** start of Dataset excerpts **
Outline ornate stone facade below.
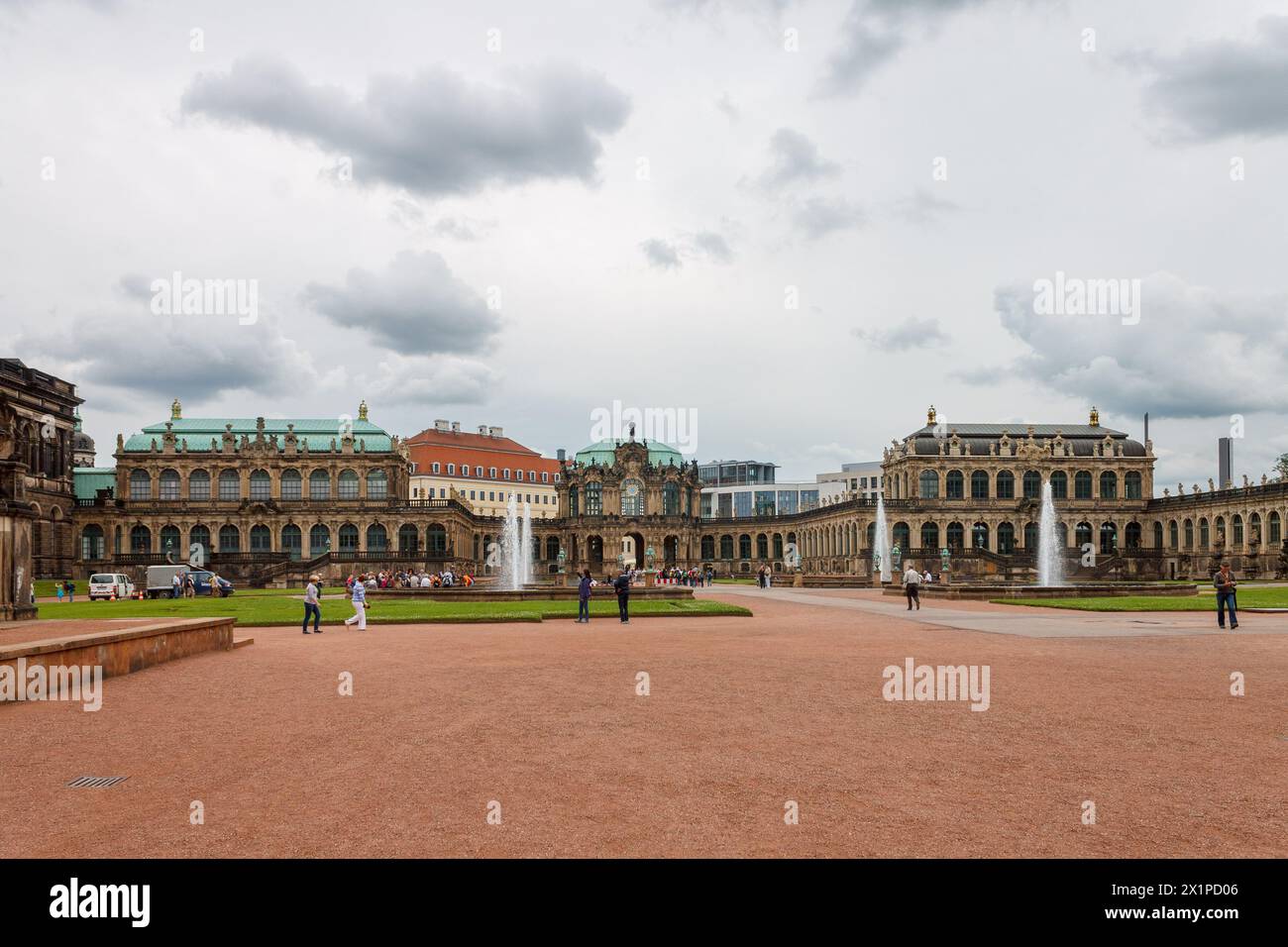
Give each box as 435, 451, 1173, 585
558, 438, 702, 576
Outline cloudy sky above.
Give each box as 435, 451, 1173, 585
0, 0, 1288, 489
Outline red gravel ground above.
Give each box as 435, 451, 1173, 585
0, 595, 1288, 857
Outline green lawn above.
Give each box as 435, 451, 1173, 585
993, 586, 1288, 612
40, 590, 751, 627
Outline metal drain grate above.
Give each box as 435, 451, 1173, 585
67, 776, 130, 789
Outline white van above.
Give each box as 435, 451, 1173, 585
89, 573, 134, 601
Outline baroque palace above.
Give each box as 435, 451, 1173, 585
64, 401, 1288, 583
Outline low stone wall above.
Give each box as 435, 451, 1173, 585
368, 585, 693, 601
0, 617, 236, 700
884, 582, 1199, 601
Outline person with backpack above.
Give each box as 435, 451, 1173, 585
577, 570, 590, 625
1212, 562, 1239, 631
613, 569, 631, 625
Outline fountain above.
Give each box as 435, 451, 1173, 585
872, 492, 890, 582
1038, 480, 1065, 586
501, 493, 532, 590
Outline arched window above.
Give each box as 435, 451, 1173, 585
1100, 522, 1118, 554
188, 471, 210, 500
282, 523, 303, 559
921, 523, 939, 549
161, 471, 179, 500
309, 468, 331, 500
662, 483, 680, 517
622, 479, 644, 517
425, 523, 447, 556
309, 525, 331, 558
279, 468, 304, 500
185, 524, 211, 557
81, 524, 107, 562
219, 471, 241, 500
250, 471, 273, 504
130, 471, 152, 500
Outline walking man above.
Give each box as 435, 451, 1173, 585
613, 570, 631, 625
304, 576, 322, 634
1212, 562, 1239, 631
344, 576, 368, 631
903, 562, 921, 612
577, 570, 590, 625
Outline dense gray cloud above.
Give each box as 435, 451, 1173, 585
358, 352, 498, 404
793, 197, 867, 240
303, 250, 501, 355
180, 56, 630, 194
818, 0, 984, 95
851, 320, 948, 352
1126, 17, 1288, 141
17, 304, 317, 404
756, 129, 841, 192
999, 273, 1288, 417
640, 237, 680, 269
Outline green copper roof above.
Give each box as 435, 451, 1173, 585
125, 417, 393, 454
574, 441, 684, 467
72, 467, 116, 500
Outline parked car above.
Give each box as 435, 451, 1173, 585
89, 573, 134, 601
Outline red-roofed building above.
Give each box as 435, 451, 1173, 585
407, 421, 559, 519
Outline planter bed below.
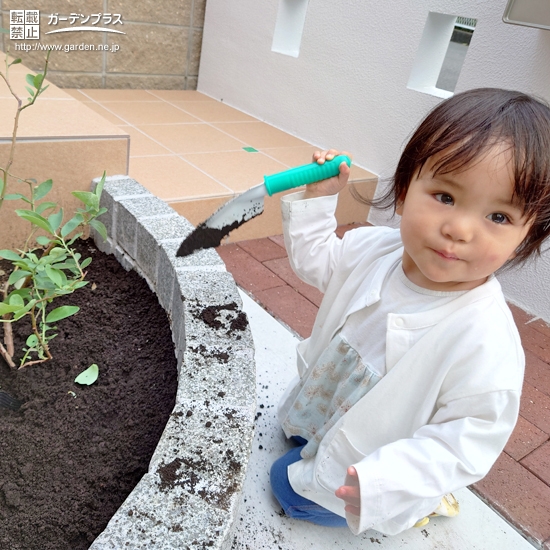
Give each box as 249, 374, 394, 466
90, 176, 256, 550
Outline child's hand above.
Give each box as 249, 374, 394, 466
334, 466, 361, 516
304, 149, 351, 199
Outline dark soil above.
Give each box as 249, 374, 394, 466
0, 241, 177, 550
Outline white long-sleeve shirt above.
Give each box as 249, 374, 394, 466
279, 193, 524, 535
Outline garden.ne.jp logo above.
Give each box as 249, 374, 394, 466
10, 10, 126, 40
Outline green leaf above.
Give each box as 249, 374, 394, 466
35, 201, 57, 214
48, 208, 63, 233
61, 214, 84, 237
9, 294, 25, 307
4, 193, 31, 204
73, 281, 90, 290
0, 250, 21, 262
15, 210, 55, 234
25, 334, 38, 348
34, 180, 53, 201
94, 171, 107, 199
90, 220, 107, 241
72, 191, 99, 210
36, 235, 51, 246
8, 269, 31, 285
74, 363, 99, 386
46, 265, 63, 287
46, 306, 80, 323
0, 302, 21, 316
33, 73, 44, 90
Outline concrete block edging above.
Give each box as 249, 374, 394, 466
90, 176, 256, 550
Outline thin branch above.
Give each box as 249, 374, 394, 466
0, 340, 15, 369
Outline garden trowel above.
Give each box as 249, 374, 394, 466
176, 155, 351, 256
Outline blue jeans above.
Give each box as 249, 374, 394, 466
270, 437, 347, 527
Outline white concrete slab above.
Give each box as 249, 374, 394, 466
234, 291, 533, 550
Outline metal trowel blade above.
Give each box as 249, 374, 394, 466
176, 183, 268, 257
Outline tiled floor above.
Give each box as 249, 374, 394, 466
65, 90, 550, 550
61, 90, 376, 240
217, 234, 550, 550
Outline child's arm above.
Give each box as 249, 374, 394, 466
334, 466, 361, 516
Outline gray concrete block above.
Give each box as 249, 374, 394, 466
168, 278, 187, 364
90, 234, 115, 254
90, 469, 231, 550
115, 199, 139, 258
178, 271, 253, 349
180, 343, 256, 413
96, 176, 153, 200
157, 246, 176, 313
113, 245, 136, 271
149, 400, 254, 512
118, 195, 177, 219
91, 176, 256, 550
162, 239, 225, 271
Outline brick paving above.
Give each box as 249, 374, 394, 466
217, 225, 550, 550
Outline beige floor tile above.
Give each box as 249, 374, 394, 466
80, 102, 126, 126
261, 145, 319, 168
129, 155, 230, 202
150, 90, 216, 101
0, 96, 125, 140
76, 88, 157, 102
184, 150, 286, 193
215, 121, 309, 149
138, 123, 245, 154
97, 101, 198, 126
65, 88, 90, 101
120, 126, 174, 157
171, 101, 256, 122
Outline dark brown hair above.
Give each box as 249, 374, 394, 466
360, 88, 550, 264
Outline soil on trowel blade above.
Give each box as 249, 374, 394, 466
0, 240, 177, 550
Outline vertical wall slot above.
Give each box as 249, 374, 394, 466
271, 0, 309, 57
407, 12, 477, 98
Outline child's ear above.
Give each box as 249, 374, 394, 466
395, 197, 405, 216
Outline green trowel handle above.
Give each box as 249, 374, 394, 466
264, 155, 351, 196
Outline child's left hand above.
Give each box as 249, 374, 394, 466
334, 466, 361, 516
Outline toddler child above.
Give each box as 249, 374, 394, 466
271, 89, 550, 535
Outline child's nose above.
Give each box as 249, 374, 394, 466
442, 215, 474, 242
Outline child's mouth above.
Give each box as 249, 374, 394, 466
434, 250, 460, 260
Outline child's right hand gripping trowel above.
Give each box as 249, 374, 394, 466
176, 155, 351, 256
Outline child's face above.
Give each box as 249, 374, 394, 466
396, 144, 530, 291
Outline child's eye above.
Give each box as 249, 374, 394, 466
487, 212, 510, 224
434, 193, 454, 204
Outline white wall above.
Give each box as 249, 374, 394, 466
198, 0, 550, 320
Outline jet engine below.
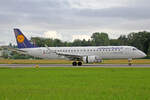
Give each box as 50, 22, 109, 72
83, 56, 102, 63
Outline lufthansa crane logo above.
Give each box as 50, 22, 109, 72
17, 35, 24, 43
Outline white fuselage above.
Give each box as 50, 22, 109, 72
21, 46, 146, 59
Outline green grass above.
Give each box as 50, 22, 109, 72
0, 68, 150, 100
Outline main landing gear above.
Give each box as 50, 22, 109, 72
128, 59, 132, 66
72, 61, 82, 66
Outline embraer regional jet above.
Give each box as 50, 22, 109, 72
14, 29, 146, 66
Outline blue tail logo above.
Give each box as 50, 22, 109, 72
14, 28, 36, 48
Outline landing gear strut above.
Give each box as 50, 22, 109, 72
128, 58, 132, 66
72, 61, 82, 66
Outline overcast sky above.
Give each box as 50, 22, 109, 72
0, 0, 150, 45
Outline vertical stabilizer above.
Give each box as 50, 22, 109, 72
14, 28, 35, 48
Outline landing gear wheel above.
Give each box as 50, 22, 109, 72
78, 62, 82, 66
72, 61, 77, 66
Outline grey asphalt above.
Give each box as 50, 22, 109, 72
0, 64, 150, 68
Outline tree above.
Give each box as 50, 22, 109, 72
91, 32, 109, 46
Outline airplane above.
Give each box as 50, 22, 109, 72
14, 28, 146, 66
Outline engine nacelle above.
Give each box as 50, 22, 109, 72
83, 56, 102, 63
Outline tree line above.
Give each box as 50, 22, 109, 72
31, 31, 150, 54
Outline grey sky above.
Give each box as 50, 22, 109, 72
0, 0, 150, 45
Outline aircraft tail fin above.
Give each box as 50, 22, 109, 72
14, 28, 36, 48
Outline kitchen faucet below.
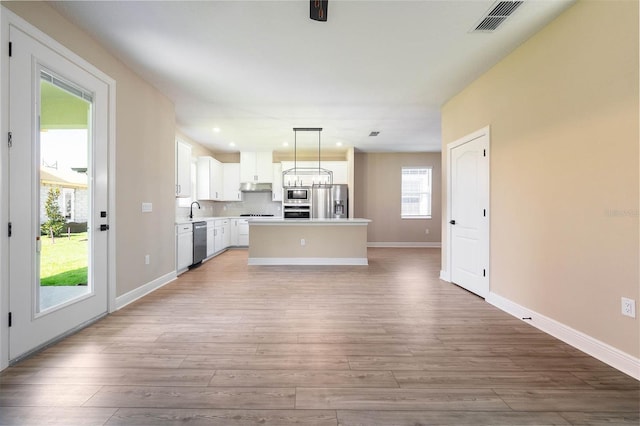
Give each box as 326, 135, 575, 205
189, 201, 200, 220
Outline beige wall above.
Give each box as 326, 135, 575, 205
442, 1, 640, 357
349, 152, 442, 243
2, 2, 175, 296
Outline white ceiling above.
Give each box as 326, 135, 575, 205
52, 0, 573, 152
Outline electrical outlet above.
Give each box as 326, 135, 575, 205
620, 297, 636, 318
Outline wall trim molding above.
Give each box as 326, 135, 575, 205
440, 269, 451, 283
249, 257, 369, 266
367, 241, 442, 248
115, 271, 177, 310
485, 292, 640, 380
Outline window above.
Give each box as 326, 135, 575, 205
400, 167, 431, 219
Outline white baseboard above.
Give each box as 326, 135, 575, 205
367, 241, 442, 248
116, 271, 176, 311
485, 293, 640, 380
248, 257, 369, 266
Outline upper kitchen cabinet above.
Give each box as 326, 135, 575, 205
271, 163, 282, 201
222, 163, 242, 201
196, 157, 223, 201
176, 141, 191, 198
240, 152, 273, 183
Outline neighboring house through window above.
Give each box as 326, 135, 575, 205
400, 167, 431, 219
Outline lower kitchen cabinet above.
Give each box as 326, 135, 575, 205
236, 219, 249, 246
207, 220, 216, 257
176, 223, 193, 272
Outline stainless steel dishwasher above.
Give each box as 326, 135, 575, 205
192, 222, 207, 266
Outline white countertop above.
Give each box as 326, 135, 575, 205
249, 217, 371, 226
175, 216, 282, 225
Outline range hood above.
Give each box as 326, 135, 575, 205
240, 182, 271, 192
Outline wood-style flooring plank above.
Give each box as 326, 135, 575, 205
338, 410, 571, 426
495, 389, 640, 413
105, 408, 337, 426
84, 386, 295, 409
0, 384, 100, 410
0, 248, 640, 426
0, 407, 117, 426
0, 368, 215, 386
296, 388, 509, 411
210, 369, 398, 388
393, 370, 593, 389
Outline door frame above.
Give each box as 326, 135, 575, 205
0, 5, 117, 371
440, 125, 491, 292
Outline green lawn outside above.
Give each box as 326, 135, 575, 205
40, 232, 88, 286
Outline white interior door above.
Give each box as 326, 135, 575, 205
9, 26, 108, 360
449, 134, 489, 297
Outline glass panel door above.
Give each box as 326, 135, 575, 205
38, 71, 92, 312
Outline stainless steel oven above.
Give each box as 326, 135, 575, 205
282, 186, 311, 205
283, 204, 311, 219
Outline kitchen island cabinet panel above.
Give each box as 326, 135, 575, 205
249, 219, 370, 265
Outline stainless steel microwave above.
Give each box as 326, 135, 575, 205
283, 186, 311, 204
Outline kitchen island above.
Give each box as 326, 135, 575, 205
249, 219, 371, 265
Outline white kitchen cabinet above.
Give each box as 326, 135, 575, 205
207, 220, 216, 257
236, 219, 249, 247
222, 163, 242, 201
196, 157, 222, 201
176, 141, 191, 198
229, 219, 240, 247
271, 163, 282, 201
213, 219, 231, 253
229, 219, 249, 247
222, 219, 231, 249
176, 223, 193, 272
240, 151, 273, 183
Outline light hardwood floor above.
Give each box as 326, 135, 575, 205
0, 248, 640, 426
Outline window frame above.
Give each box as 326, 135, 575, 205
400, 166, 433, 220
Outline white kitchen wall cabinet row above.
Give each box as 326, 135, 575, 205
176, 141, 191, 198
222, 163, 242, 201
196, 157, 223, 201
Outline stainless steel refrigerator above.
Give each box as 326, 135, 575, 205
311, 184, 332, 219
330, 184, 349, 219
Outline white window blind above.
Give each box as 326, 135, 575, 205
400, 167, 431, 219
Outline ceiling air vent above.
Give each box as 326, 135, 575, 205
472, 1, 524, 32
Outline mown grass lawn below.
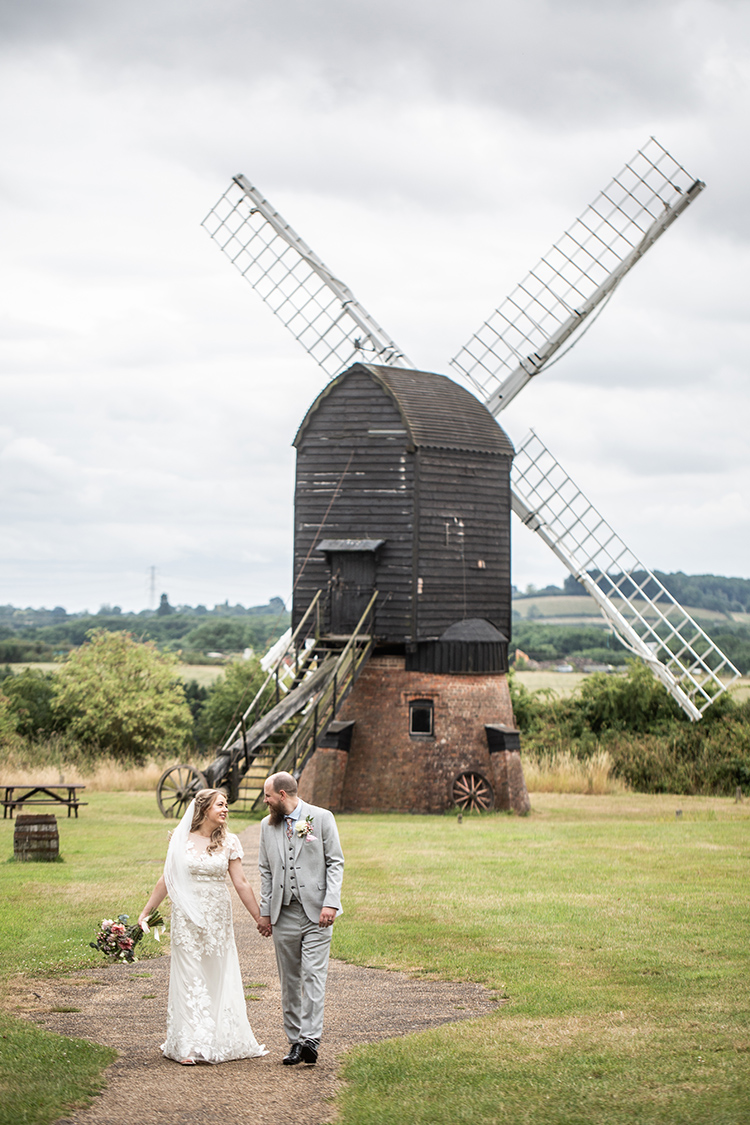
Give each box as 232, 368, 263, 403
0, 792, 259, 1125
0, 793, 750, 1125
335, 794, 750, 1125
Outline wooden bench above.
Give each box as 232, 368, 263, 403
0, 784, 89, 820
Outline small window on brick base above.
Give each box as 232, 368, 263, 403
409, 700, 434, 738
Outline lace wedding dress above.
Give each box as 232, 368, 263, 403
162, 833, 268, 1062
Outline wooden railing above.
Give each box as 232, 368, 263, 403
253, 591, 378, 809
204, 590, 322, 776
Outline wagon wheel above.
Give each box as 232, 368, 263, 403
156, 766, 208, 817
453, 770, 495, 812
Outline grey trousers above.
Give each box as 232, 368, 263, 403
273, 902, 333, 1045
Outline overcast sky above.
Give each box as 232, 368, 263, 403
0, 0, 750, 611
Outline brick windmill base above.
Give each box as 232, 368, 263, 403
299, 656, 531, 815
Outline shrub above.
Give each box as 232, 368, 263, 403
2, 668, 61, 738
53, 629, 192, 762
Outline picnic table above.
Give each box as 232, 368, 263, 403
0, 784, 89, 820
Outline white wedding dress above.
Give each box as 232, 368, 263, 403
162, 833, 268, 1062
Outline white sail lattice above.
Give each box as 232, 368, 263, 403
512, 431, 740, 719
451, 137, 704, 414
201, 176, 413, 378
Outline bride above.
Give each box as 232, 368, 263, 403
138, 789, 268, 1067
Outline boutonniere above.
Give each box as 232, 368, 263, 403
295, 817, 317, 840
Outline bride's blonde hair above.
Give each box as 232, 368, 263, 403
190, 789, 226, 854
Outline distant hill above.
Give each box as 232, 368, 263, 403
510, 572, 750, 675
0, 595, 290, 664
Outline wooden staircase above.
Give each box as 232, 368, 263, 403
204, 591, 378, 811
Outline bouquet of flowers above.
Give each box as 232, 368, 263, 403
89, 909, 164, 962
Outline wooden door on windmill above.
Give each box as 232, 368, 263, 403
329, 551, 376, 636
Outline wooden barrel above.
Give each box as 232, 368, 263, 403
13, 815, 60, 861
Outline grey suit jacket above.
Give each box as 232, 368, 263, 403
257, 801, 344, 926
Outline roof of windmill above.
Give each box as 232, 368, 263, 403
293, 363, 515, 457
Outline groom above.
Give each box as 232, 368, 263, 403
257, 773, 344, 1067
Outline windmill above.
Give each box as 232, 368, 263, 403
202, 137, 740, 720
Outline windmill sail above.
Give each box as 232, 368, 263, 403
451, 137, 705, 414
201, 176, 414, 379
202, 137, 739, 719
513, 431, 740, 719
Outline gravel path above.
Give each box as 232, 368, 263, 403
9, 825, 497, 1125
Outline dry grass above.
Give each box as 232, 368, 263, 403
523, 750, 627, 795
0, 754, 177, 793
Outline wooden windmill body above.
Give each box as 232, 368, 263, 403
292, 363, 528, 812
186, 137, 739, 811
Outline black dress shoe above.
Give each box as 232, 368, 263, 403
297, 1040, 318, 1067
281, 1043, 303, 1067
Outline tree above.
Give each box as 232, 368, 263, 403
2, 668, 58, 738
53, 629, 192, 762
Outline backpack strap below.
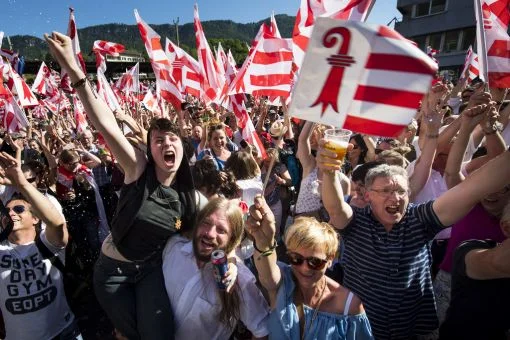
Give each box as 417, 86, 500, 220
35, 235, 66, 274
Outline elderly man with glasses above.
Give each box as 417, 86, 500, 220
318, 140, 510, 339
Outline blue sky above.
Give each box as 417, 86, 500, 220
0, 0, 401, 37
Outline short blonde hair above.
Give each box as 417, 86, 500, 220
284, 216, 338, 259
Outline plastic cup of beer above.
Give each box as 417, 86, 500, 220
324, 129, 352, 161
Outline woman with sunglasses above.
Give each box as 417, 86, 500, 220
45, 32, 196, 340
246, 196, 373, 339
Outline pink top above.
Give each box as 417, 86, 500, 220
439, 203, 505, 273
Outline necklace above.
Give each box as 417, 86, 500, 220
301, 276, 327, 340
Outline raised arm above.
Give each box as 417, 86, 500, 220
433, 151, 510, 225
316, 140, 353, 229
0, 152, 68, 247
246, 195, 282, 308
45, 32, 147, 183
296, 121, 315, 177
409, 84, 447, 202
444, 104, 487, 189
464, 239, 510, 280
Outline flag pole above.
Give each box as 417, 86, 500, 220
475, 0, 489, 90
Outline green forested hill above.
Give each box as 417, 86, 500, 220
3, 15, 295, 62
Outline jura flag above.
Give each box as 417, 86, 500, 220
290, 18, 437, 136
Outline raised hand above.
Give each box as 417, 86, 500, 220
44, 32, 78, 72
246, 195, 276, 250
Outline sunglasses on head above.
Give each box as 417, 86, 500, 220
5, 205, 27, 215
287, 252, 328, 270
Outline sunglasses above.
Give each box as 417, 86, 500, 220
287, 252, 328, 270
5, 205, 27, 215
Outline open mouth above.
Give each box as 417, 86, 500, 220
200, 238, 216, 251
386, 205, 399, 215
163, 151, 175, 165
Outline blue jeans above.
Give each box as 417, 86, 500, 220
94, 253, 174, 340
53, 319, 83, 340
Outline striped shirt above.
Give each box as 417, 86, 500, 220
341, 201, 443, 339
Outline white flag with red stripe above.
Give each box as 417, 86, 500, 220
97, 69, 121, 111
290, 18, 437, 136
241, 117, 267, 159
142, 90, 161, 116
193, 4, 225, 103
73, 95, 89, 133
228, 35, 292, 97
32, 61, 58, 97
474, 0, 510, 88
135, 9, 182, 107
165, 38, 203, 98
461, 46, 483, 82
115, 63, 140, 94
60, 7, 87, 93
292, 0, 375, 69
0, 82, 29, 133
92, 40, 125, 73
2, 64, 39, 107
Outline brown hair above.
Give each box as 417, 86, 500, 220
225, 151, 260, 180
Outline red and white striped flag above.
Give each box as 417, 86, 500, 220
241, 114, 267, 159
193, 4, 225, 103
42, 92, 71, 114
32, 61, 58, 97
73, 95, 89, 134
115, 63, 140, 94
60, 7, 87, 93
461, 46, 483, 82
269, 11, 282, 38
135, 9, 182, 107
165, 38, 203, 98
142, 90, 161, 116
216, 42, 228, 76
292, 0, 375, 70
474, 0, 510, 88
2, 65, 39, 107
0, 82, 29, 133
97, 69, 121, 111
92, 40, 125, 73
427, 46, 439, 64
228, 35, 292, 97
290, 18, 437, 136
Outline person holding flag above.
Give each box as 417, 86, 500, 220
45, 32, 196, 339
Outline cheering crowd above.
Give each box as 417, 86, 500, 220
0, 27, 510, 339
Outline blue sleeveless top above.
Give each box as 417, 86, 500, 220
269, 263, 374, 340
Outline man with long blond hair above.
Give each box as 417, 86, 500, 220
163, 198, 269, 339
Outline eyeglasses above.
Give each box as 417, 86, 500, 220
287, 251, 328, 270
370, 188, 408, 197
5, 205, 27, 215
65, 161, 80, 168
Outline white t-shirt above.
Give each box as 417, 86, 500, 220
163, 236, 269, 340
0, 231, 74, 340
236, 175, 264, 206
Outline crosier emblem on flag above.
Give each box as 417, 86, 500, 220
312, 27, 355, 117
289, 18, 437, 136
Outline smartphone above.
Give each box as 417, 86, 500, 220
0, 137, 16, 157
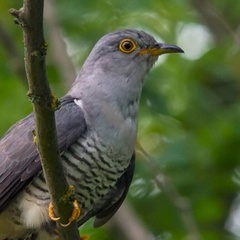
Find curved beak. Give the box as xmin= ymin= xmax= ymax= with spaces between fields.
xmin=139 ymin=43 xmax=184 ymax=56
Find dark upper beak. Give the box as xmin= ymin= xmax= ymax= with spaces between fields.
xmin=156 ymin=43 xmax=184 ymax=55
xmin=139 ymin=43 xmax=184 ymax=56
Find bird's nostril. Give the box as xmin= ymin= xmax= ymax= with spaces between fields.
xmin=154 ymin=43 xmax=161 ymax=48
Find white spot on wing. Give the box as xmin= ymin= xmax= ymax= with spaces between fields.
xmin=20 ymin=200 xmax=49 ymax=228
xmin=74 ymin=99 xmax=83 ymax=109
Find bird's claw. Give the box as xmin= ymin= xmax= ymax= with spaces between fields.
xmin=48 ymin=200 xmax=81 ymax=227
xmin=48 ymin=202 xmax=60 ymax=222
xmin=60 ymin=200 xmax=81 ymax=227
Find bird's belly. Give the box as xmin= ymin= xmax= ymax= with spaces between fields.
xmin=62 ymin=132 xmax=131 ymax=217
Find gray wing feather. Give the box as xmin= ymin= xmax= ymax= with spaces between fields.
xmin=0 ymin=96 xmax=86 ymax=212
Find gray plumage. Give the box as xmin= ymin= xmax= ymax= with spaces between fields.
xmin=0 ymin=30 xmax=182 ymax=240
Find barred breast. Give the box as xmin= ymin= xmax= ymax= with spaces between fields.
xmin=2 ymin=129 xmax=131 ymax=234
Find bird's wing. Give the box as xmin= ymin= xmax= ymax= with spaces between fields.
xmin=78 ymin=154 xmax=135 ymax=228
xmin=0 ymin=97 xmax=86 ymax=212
** end of Dataset excerpts **
** What the task requires **
Rescale the lines from the one containing "Outline gray concrete block above." through the one containing "149, 400, 254, 512", and give only those lines, requests included, with the requests left as they are. Multiply every box coordinate in the answers by 2.1 and round to whole numbers, rounding halves up.

** Exercise answer **
Outline gray concrete block above.
Give each box as 249, 374, 394, 466
353, 584, 393, 764
189, 491, 242, 533
189, 985, 485, 1155
242, 418, 292, 542
374, 569, 531, 733
378, 720, 538, 867
202, 370, 321, 420
330, 517, 370, 657
237, 515, 286, 569
313, 840, 533, 1075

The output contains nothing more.